**TEXTE FOURNI:**
━━━━━━━━━━━━━━━━

C’est triste ! je vois que la liste continue de s’allonger et on risque d’arriver à une centaine de candidatures déclarées alors que la liste n’est pas encore fermée. Ce qui nous rappelle les bienfaits de la loi sur le parrainage. J’ai toujours défendu qu’il est impossible d’organiser des élections s’il n’y a pas un filtre comme le parrainage. Aujourd’hui, les résultats du Dialogue politique nous donnent raison. Certes on a apporté des aménagements et introduit des dispositifs qui n’étaient pas pris en compte dans la loi de 2018, mais le principe du parrainage reste retenu. La fonction présidentielle est une fonction importante parce que nous sommes en régime présidentiel. Je trouve quelque part irresponsable cette nouvelle tendance où chacun se voit un destin présidentiel. Nous sommes certes dans un régime démocratique de libertés mais il y a quand même lieu de mettre de l’ordre dans tout ça. Il ne faudrait pas qu’on en arrive à jeter le discrédit sur notre démocratie que tant de générations ont mis des décennies à bâtir au prix d’énormes sacrifices.

━━━━━━━━━━━━━━━━

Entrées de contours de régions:

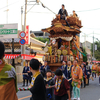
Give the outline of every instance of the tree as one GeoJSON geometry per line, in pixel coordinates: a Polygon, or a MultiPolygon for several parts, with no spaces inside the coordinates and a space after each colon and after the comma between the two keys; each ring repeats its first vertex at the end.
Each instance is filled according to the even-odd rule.
{"type": "MultiPolygon", "coordinates": [[[[94,57],[97,61],[100,61],[100,41],[96,41],[94,44],[97,45],[97,50],[94,49],[94,57]]],[[[91,53],[93,56],[93,43],[91,45],[91,53]]]]}
{"type": "Polygon", "coordinates": [[[83,62],[87,62],[87,53],[86,53],[85,48],[83,49],[83,53],[86,55],[86,56],[83,56],[83,62]]]}
{"type": "Polygon", "coordinates": [[[41,42],[46,42],[47,41],[47,43],[49,43],[49,39],[48,38],[42,38],[42,37],[37,37],[37,38],[35,38],[35,39],[37,39],[37,40],[39,40],[39,41],[41,41],[41,42]]]}

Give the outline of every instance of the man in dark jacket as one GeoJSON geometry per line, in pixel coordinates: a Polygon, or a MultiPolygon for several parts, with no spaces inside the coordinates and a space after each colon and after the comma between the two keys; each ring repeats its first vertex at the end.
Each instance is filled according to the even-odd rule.
{"type": "Polygon", "coordinates": [[[31,59],[30,70],[33,74],[32,82],[29,86],[32,93],[30,100],[46,100],[46,88],[43,76],[39,72],[39,61],[37,59],[31,59]]]}

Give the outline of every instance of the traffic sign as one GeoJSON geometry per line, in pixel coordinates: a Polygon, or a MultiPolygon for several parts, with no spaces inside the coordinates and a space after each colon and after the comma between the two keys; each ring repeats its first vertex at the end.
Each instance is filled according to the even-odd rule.
{"type": "Polygon", "coordinates": [[[21,38],[25,38],[26,33],[25,33],[24,31],[21,31],[21,32],[19,33],[19,36],[20,36],[21,38]]]}
{"type": "Polygon", "coordinates": [[[19,43],[20,43],[21,45],[24,45],[24,44],[26,43],[26,41],[25,41],[25,39],[20,39],[19,43]]]}
{"type": "Polygon", "coordinates": [[[0,39],[18,38],[18,24],[0,24],[0,39]]]}

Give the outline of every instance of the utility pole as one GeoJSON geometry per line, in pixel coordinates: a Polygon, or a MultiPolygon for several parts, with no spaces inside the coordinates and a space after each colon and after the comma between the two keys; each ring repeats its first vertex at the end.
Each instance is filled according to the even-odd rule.
{"type": "MultiPolygon", "coordinates": [[[[14,38],[12,38],[12,54],[14,54],[14,38]]],[[[12,59],[12,66],[15,67],[15,60],[12,59]]]]}
{"type": "MultiPolygon", "coordinates": [[[[23,10],[23,9],[21,9],[21,10],[23,10]]],[[[22,11],[21,11],[21,14],[22,14],[22,11]]],[[[27,15],[27,0],[25,0],[25,15],[24,15],[24,29],[23,29],[23,27],[22,27],[22,29],[23,29],[23,31],[24,32],[26,32],[26,15],[27,15]]],[[[22,14],[22,16],[23,16],[23,14],[22,14]]],[[[21,17],[21,19],[22,19],[23,17],[21,17]]],[[[23,22],[23,21],[22,21],[23,22]]],[[[21,23],[22,23],[21,22],[21,23]]],[[[22,45],[21,46],[21,54],[25,54],[25,45],[22,45]]],[[[25,60],[23,60],[22,61],[22,66],[24,66],[24,61],[25,60]]]]}
{"type": "Polygon", "coordinates": [[[94,60],[94,32],[93,32],[93,60],[94,60]]]}
{"type": "Polygon", "coordinates": [[[23,6],[21,7],[21,31],[23,31],[23,6]]]}
{"type": "MultiPolygon", "coordinates": [[[[25,0],[24,32],[26,32],[27,0],[25,0]]],[[[25,54],[25,45],[22,46],[21,54],[25,54]]]]}

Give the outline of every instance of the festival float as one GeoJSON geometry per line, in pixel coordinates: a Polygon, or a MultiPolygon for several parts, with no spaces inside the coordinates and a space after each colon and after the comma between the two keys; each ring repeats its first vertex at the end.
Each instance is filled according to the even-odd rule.
{"type": "Polygon", "coordinates": [[[50,69],[55,71],[62,66],[62,61],[67,62],[77,59],[79,65],[83,62],[83,53],[80,49],[80,28],[81,20],[76,16],[68,16],[66,20],[56,16],[52,21],[52,26],[42,29],[43,32],[50,34],[50,43],[46,44],[44,51],[46,54],[43,57],[44,61],[48,62],[50,69]]]}

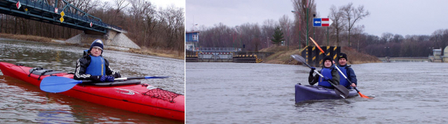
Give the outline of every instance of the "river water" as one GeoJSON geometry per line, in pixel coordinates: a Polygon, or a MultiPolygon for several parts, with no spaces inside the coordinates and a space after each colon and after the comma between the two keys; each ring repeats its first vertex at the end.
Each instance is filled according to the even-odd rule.
{"type": "MultiPolygon", "coordinates": [[[[0,39],[0,61],[27,67],[74,72],[76,61],[88,48],[0,39]]],[[[156,87],[185,94],[183,60],[105,50],[105,58],[122,77],[169,76],[142,80],[156,87]]],[[[1,71],[0,71],[1,72],[1,71]]],[[[0,73],[0,123],[181,123],[112,109],[62,95],[47,93],[0,73]]]]}
{"type": "Polygon", "coordinates": [[[298,105],[301,65],[187,62],[187,123],[447,123],[448,64],[354,64],[360,97],[298,105]]]}

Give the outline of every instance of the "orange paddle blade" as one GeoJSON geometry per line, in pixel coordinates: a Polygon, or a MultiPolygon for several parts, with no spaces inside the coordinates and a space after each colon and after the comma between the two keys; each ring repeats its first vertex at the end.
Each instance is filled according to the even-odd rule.
{"type": "Polygon", "coordinates": [[[367,96],[366,96],[366,95],[364,95],[361,94],[361,92],[358,92],[358,93],[360,94],[360,96],[361,97],[363,97],[363,98],[367,98],[367,99],[371,99],[371,98],[370,98],[370,97],[367,97],[367,96]]]}
{"type": "Polygon", "coordinates": [[[322,53],[325,53],[325,52],[324,52],[324,50],[322,50],[322,49],[320,48],[320,46],[319,46],[319,44],[317,44],[317,43],[316,43],[316,41],[315,41],[314,39],[312,39],[312,38],[310,37],[310,39],[311,39],[311,41],[312,41],[312,43],[314,43],[314,44],[316,45],[316,46],[317,46],[317,48],[320,50],[320,52],[322,52],[322,53]]]}

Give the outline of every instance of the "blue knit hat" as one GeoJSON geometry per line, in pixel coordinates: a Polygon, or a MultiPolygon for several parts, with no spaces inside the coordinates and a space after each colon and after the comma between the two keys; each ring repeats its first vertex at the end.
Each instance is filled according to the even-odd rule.
{"type": "Polygon", "coordinates": [[[103,54],[103,41],[100,39],[96,39],[95,41],[93,41],[93,42],[92,42],[92,45],[90,46],[90,48],[88,48],[88,53],[90,53],[90,51],[92,50],[92,48],[98,48],[101,49],[101,54],[103,54]]]}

━━━━━━━━━━━━━━━━

**OBJECTIF:** Poursuivez le texte sur le parrainage des candidatures à l'élection présidentielle à partir de sa dernière phrase. Les enregistrements proviennent d'une autre source.

**RÉPONSE ATTENDUE:**
D’autant que ce qui est nouveau dans cette élection sans candidat sortant, les idées et les programmes devraient être les principaux critères de sélection ; un phénomène inédit qui marque un tournant politique important. On va miser certes sur un Homme, mais on aura surtout à convaincre à partir d’un programme. Il faut reconnaître que sur ce terrain, notre camp a une longueur d’avance. En profiter pour promouvoir la qualité, c’est ce que les Sénégalais attendent de nous.
Un commentaire sur les candidatures de Khalifa Sall et Karim Wade ?
Je ne ferai pas de commentaires sur leur candidature qui relève de leur choix et de la souveraineté de leurs partis. Je me félicite toutefois que leur participation au Dialogue national ait facilité les accords politiques qui leur permettent en toute légalité de recouvrer tous leurs droits civils et politiques.
Mais je me félicite surtout de la réaffirmation de leur attachement aux valeurs de la République et de la démocratie. Dans ce contexte de dérives de toutes natures, il est important que ce que j’appelle le bloc des forces républicaines et démocratiques consolident leurs options contre la violence politique et en faveur d’une société de paix, de libertés et de démocratie
D’autres y voient une volonté manifeste d’écarter le candidat Ousmane Sonko de la course présidentielle ?
Personne ne peut aujourd’hui empêcher certains acteurs de l’espace public à se livrer à des supputations et élucubrations les plus fantaisistes et à propos de tout. On fait avec … (rires)
Le cas de Sonko vous inspire quoi exactement ?
Un homme politique égaré ; Aujourd’hui jugé et condamné, les procédures judiciaires le concernant sont en cours. II appartient à la justice et aux auxiliaires de justice, qu’il continue de défier, de statuer sur son dossier. Pas moi !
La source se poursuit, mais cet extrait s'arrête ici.